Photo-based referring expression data
▬▬▬▬▬▬▬▬▬▬
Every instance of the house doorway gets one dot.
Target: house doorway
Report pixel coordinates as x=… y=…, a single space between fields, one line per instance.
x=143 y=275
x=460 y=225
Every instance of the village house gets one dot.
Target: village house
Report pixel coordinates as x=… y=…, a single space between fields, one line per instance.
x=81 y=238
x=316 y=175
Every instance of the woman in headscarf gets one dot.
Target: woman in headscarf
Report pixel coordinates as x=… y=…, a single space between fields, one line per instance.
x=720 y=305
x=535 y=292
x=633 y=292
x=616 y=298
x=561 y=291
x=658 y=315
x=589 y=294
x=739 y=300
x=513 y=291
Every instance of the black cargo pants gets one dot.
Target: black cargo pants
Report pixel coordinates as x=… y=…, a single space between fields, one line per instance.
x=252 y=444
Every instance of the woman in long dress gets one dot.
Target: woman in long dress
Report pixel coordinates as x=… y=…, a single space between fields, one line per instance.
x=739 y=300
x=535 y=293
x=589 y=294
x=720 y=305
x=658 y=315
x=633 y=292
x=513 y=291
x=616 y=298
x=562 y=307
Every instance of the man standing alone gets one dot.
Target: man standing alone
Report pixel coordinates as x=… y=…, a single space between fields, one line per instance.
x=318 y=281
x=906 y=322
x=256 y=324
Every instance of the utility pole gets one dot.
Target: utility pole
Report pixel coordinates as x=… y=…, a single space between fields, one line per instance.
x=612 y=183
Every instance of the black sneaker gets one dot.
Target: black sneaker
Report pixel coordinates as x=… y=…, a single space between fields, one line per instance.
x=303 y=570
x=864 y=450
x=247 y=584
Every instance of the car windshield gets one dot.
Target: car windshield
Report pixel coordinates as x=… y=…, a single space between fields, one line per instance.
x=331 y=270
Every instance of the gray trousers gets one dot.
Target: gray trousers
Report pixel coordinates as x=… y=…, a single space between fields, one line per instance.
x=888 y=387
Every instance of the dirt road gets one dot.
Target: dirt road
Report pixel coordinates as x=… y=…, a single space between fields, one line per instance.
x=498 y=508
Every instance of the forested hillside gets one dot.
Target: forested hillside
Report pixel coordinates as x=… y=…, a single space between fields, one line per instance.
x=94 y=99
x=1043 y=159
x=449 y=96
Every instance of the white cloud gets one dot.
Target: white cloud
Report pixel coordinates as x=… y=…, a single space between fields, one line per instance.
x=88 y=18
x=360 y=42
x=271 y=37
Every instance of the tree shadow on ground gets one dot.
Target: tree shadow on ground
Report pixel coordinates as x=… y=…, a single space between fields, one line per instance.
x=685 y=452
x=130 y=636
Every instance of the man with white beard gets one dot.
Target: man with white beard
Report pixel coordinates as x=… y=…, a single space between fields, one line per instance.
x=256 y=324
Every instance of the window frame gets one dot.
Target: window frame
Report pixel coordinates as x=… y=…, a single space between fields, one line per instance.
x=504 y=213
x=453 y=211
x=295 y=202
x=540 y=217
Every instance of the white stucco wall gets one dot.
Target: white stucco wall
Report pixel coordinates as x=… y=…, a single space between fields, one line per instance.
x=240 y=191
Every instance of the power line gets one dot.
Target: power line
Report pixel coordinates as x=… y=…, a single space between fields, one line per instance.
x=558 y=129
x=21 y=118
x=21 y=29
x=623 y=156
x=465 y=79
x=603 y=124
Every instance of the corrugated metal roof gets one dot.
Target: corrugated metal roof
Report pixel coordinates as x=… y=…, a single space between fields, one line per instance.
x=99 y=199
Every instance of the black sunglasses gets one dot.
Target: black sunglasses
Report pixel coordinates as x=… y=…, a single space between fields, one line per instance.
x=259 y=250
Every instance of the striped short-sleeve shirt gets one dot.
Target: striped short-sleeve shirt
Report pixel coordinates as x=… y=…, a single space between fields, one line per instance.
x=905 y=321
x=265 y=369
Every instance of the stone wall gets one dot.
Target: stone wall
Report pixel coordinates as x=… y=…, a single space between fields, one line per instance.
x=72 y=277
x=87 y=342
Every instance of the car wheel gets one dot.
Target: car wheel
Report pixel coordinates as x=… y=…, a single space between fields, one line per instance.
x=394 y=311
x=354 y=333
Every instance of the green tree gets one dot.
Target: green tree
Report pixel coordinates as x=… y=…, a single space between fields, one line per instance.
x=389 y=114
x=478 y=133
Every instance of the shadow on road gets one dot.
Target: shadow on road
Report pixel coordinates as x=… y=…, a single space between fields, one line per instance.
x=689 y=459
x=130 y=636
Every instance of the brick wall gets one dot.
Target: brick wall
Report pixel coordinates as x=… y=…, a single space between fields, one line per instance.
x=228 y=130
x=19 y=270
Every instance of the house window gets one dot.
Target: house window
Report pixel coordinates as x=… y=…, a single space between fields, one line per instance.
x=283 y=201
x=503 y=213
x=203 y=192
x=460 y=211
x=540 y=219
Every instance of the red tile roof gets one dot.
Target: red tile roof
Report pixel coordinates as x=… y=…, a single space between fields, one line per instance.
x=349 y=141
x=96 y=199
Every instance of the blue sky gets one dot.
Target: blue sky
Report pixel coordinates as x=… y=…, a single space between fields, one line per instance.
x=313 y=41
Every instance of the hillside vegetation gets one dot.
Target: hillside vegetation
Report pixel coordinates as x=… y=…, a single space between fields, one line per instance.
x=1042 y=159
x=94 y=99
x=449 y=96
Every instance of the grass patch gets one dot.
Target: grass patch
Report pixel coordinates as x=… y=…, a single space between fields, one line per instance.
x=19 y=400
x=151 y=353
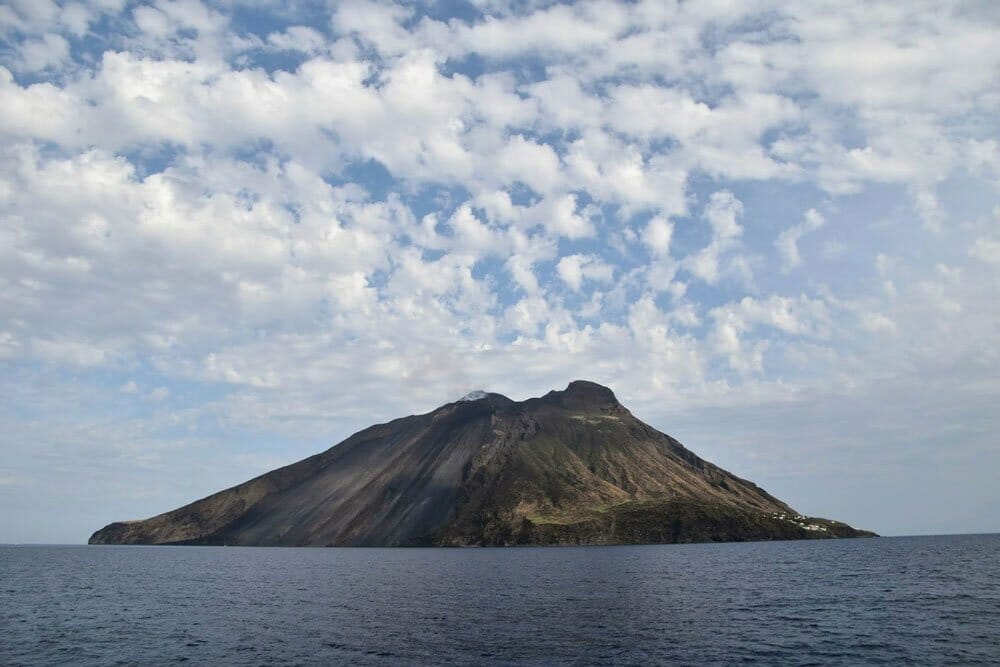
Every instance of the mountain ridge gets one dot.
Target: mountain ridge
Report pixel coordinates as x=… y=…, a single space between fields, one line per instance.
x=570 y=467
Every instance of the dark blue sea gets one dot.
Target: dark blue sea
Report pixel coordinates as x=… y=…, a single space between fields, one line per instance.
x=916 y=600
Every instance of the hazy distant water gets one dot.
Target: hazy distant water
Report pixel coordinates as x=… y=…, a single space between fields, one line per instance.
x=916 y=600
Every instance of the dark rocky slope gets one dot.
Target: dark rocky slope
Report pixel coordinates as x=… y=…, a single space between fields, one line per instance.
x=571 y=467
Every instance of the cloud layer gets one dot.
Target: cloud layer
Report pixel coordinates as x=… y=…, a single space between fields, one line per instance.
x=232 y=234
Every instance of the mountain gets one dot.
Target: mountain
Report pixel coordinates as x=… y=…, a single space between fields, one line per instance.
x=571 y=467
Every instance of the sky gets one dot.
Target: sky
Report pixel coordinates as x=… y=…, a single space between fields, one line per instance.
x=232 y=233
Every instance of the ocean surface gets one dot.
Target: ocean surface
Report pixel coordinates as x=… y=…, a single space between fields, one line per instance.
x=917 y=600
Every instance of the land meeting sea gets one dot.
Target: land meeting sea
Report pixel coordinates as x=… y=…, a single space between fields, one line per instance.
x=907 y=600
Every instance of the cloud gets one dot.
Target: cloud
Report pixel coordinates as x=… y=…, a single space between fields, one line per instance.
x=573 y=269
x=787 y=242
x=296 y=226
x=722 y=212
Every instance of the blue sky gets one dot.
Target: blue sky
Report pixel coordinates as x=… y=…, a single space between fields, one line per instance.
x=232 y=233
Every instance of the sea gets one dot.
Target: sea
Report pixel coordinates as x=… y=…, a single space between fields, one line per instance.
x=892 y=601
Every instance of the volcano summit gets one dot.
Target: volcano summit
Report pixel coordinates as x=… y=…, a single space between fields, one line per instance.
x=571 y=467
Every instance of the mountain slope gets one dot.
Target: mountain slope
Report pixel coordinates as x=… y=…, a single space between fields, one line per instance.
x=571 y=467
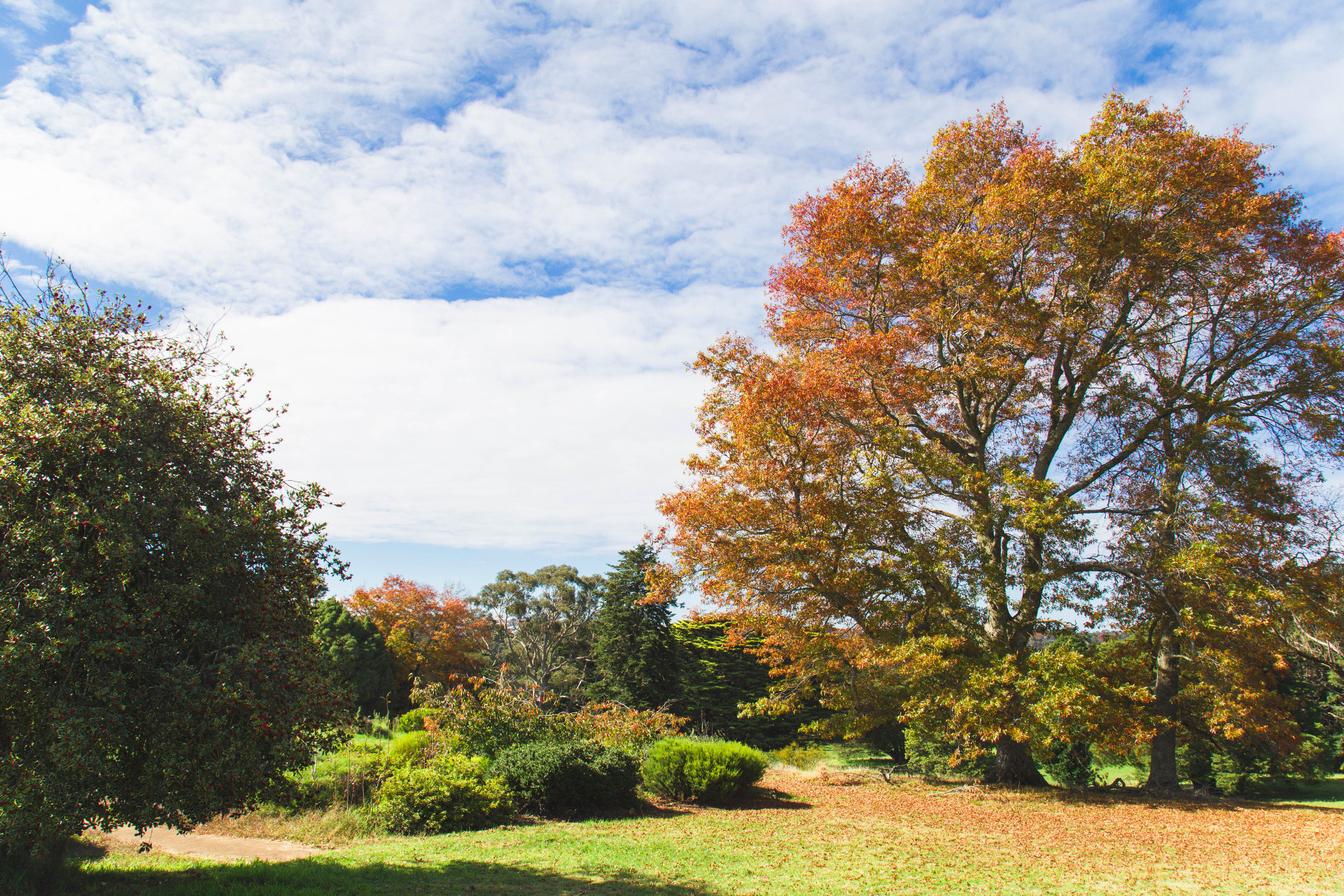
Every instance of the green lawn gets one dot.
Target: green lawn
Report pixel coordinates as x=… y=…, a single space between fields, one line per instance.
x=815 y=838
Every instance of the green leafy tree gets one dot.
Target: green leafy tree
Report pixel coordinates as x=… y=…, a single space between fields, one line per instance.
x=543 y=626
x=359 y=655
x=633 y=648
x=158 y=662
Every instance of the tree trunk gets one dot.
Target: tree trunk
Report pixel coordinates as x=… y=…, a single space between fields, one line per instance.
x=50 y=865
x=1014 y=765
x=1162 y=770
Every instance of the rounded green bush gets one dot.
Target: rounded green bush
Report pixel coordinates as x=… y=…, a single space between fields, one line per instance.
x=569 y=778
x=414 y=720
x=452 y=793
x=406 y=750
x=704 y=770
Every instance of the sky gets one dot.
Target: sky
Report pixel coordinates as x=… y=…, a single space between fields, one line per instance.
x=473 y=245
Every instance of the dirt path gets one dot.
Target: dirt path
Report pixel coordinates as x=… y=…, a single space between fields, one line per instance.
x=211 y=847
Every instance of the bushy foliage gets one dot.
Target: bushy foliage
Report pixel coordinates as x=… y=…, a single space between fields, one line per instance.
x=348 y=777
x=636 y=656
x=432 y=633
x=410 y=748
x=570 y=778
x=889 y=739
x=488 y=720
x=719 y=676
x=158 y=571
x=452 y=793
x=414 y=720
x=356 y=651
x=704 y=770
x=800 y=757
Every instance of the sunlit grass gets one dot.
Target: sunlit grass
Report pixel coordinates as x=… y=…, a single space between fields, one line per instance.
x=812 y=837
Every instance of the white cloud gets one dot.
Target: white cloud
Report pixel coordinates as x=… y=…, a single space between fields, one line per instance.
x=523 y=424
x=264 y=155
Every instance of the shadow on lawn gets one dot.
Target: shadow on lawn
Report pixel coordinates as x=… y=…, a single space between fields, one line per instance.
x=322 y=876
x=1181 y=802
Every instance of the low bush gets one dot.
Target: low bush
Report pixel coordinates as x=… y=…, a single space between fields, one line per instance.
x=800 y=757
x=570 y=778
x=346 y=778
x=452 y=793
x=414 y=720
x=410 y=748
x=487 y=720
x=702 y=770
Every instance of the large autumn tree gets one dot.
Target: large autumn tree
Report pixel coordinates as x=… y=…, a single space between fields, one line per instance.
x=432 y=633
x=976 y=370
x=158 y=662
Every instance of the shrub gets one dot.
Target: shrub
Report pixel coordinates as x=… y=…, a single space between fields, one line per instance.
x=704 y=770
x=800 y=757
x=452 y=793
x=414 y=720
x=347 y=777
x=490 y=720
x=410 y=748
x=569 y=778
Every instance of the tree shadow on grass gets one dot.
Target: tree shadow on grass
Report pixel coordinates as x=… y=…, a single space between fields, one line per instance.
x=326 y=876
x=1183 y=801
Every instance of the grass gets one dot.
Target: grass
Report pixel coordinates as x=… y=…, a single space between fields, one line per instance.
x=800 y=833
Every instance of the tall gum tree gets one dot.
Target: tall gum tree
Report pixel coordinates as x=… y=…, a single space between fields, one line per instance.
x=908 y=485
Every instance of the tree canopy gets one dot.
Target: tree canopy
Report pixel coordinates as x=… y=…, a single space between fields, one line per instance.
x=633 y=649
x=1090 y=379
x=430 y=633
x=359 y=655
x=156 y=578
x=543 y=626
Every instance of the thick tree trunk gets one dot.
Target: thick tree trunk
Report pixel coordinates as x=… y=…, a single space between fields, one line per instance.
x=1162 y=770
x=49 y=868
x=1014 y=765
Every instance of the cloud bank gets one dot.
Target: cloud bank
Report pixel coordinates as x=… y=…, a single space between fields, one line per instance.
x=472 y=243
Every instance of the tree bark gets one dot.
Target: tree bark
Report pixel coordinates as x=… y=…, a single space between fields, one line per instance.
x=1014 y=765
x=1162 y=770
x=50 y=865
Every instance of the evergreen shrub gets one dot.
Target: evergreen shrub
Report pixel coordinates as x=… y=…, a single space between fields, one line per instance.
x=452 y=793
x=569 y=778
x=704 y=770
x=410 y=748
x=414 y=720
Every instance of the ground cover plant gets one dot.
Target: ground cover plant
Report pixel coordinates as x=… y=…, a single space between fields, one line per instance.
x=799 y=833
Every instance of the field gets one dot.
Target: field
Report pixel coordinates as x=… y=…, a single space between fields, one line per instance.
x=814 y=833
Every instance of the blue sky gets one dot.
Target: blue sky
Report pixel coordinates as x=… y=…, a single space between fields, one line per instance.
x=472 y=245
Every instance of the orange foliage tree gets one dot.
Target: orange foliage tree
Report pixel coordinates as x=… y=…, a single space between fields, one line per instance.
x=430 y=633
x=973 y=370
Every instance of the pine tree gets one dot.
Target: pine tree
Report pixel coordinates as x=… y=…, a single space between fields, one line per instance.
x=358 y=652
x=633 y=648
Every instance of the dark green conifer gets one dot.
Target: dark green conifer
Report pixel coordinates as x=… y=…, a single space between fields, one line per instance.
x=633 y=648
x=356 y=648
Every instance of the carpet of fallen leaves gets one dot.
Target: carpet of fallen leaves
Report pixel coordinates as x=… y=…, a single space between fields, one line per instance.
x=1004 y=840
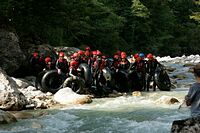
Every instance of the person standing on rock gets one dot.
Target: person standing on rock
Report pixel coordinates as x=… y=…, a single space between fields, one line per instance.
x=62 y=65
x=152 y=64
x=193 y=97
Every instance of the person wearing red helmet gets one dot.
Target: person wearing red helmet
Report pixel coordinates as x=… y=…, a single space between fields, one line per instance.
x=116 y=61
x=87 y=49
x=34 y=59
x=62 y=64
x=49 y=64
x=139 y=66
x=74 y=75
x=124 y=63
x=152 y=64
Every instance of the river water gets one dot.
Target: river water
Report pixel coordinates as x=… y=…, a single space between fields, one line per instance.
x=125 y=114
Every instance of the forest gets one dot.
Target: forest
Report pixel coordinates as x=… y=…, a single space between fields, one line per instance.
x=162 y=27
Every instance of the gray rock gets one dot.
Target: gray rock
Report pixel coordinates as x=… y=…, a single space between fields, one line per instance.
x=6 y=118
x=11 y=56
x=10 y=97
x=190 y=125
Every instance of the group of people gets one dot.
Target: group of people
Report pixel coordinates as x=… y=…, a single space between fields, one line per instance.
x=145 y=66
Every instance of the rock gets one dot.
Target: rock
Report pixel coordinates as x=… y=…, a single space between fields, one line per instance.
x=179 y=76
x=10 y=97
x=11 y=56
x=188 y=65
x=36 y=125
x=67 y=96
x=22 y=114
x=22 y=83
x=115 y=94
x=167 y=100
x=170 y=69
x=137 y=93
x=191 y=70
x=6 y=117
x=190 y=125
▬▬▬▬▬▬▬▬▬▬
What this task involves:
From the records above, transcribe exactly the run of lines that opens with the line holding "Every instance of the white stucco" and closes with the line holding "Target: stone wall", both included.

Written solution:
Every instance of the white stucco wall gets one dot.
Target: white stucco wall
Report pixel coordinates as x=… y=…, a single space between fields, one line per instance.
x=240 y=191
Every instance of the power line gets one dot.
Target: power line
Report pixel coordinates as x=… y=…, a single space between fields, one line per instance.
x=558 y=129
x=21 y=118
x=21 y=29
x=623 y=156
x=465 y=79
x=603 y=124
Every instance of the corrugated metal roof gets one dot.
Target: corrugated metal roof
Report pixel coordinates as x=… y=…, a single space between fields, one line per instance.
x=99 y=199
Every instance of the black sunglasses gets one dot.
Target: black sunglasses
Report pixel coordinates as x=… y=…, a single space between fields, one line per instance.
x=259 y=250
Every instance of the striped short-sleeve shirt gets one dot.
Target: striped short-sleeve shirt
Report pixel coordinates as x=… y=…, a single space between fields, one line per instance.
x=905 y=321
x=265 y=369
Every instance of the stone wall gets one dot.
Target: stone wall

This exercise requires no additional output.